• _Recorded information_:
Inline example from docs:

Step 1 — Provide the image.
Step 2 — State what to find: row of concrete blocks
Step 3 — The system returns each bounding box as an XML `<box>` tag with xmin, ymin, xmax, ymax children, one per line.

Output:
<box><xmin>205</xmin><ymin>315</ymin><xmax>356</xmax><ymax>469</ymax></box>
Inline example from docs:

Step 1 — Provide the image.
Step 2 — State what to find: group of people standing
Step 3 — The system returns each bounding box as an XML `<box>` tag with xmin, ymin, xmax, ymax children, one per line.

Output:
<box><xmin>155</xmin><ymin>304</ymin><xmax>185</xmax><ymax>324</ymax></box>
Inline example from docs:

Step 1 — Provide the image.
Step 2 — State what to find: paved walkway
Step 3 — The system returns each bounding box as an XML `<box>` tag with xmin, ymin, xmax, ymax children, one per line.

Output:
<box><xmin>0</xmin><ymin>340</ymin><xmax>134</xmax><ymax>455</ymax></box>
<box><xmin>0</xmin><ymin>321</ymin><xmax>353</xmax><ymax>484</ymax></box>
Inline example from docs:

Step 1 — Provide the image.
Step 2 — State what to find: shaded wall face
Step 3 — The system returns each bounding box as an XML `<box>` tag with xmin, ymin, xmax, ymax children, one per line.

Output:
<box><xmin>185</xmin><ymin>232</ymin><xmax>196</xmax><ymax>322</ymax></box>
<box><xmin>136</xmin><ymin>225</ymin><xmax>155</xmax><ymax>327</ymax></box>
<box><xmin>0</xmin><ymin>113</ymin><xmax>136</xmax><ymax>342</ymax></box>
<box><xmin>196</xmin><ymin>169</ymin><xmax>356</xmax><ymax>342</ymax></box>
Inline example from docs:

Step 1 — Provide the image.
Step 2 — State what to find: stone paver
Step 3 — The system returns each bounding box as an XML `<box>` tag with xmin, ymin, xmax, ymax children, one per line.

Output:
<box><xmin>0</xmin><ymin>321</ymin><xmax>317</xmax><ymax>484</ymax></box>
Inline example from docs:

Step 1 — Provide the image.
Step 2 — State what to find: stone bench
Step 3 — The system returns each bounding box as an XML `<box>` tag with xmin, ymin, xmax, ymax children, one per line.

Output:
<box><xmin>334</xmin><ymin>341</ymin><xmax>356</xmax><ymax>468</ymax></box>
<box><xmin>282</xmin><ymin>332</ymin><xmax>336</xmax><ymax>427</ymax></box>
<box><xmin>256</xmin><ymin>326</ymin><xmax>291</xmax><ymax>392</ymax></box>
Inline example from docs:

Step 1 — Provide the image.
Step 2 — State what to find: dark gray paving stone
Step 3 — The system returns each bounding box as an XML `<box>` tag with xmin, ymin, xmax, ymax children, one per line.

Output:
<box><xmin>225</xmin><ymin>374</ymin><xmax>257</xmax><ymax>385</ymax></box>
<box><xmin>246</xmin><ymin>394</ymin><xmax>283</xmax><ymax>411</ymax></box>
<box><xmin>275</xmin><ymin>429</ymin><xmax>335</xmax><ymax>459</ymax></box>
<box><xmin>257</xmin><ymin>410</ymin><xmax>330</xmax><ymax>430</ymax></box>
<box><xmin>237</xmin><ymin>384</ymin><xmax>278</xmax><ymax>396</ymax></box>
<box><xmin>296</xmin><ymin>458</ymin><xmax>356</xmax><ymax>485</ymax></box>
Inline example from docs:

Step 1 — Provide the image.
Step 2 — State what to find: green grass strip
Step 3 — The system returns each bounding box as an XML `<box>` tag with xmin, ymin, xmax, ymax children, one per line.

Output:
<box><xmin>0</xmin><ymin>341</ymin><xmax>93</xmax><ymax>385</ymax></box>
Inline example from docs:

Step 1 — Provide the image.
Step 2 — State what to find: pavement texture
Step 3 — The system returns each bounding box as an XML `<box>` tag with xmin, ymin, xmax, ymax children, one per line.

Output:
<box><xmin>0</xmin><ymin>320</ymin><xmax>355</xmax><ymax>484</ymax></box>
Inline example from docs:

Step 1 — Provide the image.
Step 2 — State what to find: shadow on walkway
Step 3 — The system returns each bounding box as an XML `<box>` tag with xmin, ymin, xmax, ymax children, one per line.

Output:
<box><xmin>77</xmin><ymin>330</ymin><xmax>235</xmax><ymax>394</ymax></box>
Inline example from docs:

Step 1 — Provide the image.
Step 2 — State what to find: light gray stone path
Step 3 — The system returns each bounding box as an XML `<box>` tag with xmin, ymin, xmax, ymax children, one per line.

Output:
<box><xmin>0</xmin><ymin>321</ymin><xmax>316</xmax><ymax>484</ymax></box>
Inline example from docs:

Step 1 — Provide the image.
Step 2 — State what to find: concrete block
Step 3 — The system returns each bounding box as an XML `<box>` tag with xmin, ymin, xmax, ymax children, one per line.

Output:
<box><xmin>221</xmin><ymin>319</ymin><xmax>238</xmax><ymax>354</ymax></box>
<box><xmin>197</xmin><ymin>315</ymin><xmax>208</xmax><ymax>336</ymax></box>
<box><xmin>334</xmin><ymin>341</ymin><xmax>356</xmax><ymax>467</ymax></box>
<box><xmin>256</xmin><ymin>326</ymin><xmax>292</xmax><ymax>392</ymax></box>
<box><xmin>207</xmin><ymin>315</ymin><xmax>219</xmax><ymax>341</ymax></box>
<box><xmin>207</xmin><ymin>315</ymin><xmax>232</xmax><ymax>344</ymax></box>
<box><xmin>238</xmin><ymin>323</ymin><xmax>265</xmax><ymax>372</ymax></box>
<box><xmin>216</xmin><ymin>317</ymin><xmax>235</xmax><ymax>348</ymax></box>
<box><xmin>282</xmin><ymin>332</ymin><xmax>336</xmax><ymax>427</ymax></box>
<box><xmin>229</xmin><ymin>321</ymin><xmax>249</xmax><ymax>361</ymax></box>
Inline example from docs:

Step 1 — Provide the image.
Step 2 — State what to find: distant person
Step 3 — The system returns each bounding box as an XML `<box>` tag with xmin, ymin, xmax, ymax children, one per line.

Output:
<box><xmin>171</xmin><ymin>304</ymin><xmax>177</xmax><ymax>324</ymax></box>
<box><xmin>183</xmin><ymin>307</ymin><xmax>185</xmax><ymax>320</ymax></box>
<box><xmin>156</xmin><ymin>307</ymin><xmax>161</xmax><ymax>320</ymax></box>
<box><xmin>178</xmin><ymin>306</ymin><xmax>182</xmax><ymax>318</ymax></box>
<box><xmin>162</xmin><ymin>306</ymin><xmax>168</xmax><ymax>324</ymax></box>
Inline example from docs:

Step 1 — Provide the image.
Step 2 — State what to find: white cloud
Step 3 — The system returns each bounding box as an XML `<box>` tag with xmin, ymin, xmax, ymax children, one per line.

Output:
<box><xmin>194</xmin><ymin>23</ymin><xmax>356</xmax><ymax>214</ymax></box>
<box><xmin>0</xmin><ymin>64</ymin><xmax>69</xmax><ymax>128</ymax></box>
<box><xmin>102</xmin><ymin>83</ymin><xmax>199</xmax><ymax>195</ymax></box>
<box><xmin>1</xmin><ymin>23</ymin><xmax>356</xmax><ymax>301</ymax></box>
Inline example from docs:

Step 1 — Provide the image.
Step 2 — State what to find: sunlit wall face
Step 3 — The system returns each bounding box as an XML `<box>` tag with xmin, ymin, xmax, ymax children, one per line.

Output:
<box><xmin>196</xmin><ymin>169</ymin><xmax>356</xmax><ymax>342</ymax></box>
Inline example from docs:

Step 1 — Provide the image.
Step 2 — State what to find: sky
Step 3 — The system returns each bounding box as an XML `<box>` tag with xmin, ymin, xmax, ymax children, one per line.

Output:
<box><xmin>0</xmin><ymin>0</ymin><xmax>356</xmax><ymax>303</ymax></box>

• _Activity_: Using the exact wording, write out all of the records.

• _Problem solution_:
Inline example from docs:

Step 1 — Provide the image.
Step 2 — State what to find: row of concrete blocks
Step 3 — The system returns each bounding box as an XML `<box>` tag with xmin, ymin, xmax, ymax children, one per line.

Output:
<box><xmin>205</xmin><ymin>315</ymin><xmax>356</xmax><ymax>469</ymax></box>
Inline example from docs:

Step 1 — Provide the image.
Step 2 — State what to find: group of people standing
Step 3 — The system returns each bounding box as an XML `<box>` tag with xmin, ymin, xmax, ymax children, one per line.

Output:
<box><xmin>155</xmin><ymin>304</ymin><xmax>185</xmax><ymax>324</ymax></box>
Inline example from docs:

Step 1 — Provide the image.
Step 2 — State what to find: paved walkway
Step 3 — The system returns each bounding box as an XML `<box>` tag with xmin, ymin, xmax, ymax children, one per line.

Output:
<box><xmin>0</xmin><ymin>340</ymin><xmax>134</xmax><ymax>455</ymax></box>
<box><xmin>0</xmin><ymin>321</ymin><xmax>353</xmax><ymax>484</ymax></box>
Inline example from docs:

Step 1 — Provide the image.
Step 2 — State what to find: shaded wall face
Step 3 — The system returns each bounding box as an XML `<box>` tag with xmin, ymin, xmax, ymax children, one per line.

Output:
<box><xmin>185</xmin><ymin>232</ymin><xmax>196</xmax><ymax>322</ymax></box>
<box><xmin>136</xmin><ymin>225</ymin><xmax>155</xmax><ymax>327</ymax></box>
<box><xmin>0</xmin><ymin>113</ymin><xmax>136</xmax><ymax>342</ymax></box>
<box><xmin>196</xmin><ymin>169</ymin><xmax>356</xmax><ymax>342</ymax></box>
Inline example from docs:

Step 1 — Provide the image.
Step 2 — State what to find: stone paver
Step 3 — The system returns each bounding box as an XML `<box>` tag with xmin, ymin, xmax, ymax children, one per line.

Output:
<box><xmin>0</xmin><ymin>321</ymin><xmax>317</xmax><ymax>484</ymax></box>
Inline example from docs:

Step 1 — Provide the image.
Step 2 — State what to find: stone bench
Step 3 — The system returns each bounding box as an XML `<box>` tag with xmin, ymin, xmax, ymax children, one per line.

Output:
<box><xmin>334</xmin><ymin>341</ymin><xmax>356</xmax><ymax>468</ymax></box>
<box><xmin>282</xmin><ymin>332</ymin><xmax>336</xmax><ymax>427</ymax></box>
<box><xmin>256</xmin><ymin>326</ymin><xmax>291</xmax><ymax>392</ymax></box>
Inline example from docs:

Step 1 — Provide the image.
Step 2 — State what to find: dark gray paving stone
Step 3 — The system returns each bounding box as an XML `<box>` tag with xmin, ymin, xmax, ymax children, one per line.

Output:
<box><xmin>225</xmin><ymin>374</ymin><xmax>257</xmax><ymax>385</ymax></box>
<box><xmin>246</xmin><ymin>394</ymin><xmax>283</xmax><ymax>411</ymax></box>
<box><xmin>275</xmin><ymin>429</ymin><xmax>335</xmax><ymax>459</ymax></box>
<box><xmin>257</xmin><ymin>410</ymin><xmax>330</xmax><ymax>430</ymax></box>
<box><xmin>237</xmin><ymin>384</ymin><xmax>278</xmax><ymax>396</ymax></box>
<box><xmin>296</xmin><ymin>458</ymin><xmax>356</xmax><ymax>485</ymax></box>
Inline example from docs:

Step 1 — Provide the image.
Step 2 — State what to find: green grass strip
Step 3 — The system returns each bounding box as an XML `<box>` tag with xmin, ymin, xmax, ymax children, one per line.

Output:
<box><xmin>0</xmin><ymin>341</ymin><xmax>93</xmax><ymax>385</ymax></box>
Inline example from docs:

Step 1 — Provide the image.
Step 2 — State what to find: pavement texture
Step 3 — The system returns each bounding box as an XML `<box>` tag with xmin, ymin, xmax, ymax children, one per line.

Output:
<box><xmin>0</xmin><ymin>320</ymin><xmax>355</xmax><ymax>484</ymax></box>
Inline example from docs:

Step 1 — Provide the image.
Step 2 — State what to find: shadow on walkway
Step 3 — The system returns each bounding box as an XML `<box>` tag with xmin, ymin, xmax, ymax children, one per line.

Output:
<box><xmin>77</xmin><ymin>330</ymin><xmax>235</xmax><ymax>394</ymax></box>
Inline example from docs:

Step 1 — Provide the image.
Step 2 — State what to find: light gray stone path
Step 3 — The system returns each bounding box as an XML `<box>` tag with xmin, ymin, xmax, ymax children, one per line.

Output:
<box><xmin>0</xmin><ymin>321</ymin><xmax>316</xmax><ymax>484</ymax></box>
Inline example from docs:

Step 1 — Provide the image.
Step 2 — State what to find: concrete block
Step 3 — The system returns each bounding box as an XML `<box>` tag with xmin, ymin, xmax, ymax children, one per line.

Output:
<box><xmin>221</xmin><ymin>319</ymin><xmax>238</xmax><ymax>354</ymax></box>
<box><xmin>197</xmin><ymin>315</ymin><xmax>208</xmax><ymax>336</ymax></box>
<box><xmin>334</xmin><ymin>341</ymin><xmax>356</xmax><ymax>467</ymax></box>
<box><xmin>256</xmin><ymin>326</ymin><xmax>292</xmax><ymax>392</ymax></box>
<box><xmin>207</xmin><ymin>315</ymin><xmax>219</xmax><ymax>341</ymax></box>
<box><xmin>207</xmin><ymin>315</ymin><xmax>232</xmax><ymax>344</ymax></box>
<box><xmin>238</xmin><ymin>323</ymin><xmax>265</xmax><ymax>372</ymax></box>
<box><xmin>216</xmin><ymin>317</ymin><xmax>235</xmax><ymax>348</ymax></box>
<box><xmin>282</xmin><ymin>332</ymin><xmax>336</xmax><ymax>427</ymax></box>
<box><xmin>229</xmin><ymin>321</ymin><xmax>249</xmax><ymax>361</ymax></box>
Inline example from docs:

Step 1 — Provide the image.
Step 2 — State what to find: distant person
Step 3 — The system returns each bounding box as an XML `<box>` tag with xmin, ymin, xmax, ymax children, one per line.

Output:
<box><xmin>171</xmin><ymin>304</ymin><xmax>177</xmax><ymax>324</ymax></box>
<box><xmin>183</xmin><ymin>307</ymin><xmax>185</xmax><ymax>320</ymax></box>
<box><xmin>156</xmin><ymin>307</ymin><xmax>161</xmax><ymax>320</ymax></box>
<box><xmin>178</xmin><ymin>306</ymin><xmax>182</xmax><ymax>318</ymax></box>
<box><xmin>162</xmin><ymin>306</ymin><xmax>168</xmax><ymax>324</ymax></box>
Inline example from docs:

Step 1 — Provide the image.
Step 2 — State what to find: white cloud
Step 3 — The system returns each bounding box as an XML `<box>` tag with xmin, ymin, xmax, ymax children, one per line.

Output:
<box><xmin>194</xmin><ymin>23</ymin><xmax>356</xmax><ymax>214</ymax></box>
<box><xmin>0</xmin><ymin>64</ymin><xmax>69</xmax><ymax>128</ymax></box>
<box><xmin>102</xmin><ymin>83</ymin><xmax>199</xmax><ymax>195</ymax></box>
<box><xmin>1</xmin><ymin>23</ymin><xmax>356</xmax><ymax>301</ymax></box>
Inline example from docs:

Step 1 — Provide the image.
Step 2 — State what to find: sunlit wall face
Step 3 — The system returns each bounding box as an XML `<box>` tag with xmin, ymin, xmax, ymax children, one per line.

Output:
<box><xmin>196</xmin><ymin>169</ymin><xmax>356</xmax><ymax>342</ymax></box>
Inline example from docs:

Step 1 — Provide the image.
Step 2 — State what to find: sky
Step 3 — The system returns each bounding box as an XML `<box>` tag with xmin, ymin, xmax, ymax children, one per line.

Output:
<box><xmin>0</xmin><ymin>0</ymin><xmax>356</xmax><ymax>303</ymax></box>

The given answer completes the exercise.